**Exercise aim:**
Copy each line below that has "point".

**Data to examine:**
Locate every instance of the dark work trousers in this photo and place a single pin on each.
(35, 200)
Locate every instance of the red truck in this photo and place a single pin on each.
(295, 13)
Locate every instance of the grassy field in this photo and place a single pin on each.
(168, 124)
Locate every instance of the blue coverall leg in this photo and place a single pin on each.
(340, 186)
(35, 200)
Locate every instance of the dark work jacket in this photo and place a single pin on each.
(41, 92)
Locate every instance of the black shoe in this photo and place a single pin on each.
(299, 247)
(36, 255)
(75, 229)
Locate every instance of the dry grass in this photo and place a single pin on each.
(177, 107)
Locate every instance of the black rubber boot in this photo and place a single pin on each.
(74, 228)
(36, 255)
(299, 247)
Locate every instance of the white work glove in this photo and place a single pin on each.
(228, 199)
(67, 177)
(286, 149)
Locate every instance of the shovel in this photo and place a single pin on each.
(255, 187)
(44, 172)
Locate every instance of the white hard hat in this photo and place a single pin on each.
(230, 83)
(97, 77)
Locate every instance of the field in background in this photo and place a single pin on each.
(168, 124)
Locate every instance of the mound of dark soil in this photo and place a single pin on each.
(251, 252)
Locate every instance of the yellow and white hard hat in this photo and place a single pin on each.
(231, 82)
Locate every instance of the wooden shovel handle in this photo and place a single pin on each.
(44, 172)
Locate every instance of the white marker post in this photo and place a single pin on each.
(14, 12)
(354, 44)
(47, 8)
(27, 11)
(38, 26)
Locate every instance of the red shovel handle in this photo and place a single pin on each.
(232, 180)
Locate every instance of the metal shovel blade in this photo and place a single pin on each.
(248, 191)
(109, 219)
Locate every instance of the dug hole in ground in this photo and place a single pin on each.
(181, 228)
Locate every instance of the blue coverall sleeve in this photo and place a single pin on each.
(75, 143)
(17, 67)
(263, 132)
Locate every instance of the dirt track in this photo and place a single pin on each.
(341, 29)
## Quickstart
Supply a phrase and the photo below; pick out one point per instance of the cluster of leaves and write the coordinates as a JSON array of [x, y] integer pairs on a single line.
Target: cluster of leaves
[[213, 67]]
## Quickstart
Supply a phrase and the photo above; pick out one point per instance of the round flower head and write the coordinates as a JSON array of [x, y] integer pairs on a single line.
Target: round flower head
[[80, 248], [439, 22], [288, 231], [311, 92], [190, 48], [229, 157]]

**Expected answer:**
Supply a phrase and the photo below; pick out one point per instance of the cluster of leaves and write the coordinates as a JSON array of [x, y] integer pairs on a single line.
Supply a phrase and the photo above; pick out one point per instance of the round flower head and write the coordinates as a JSON array of [x, y] integer pairs on a single line.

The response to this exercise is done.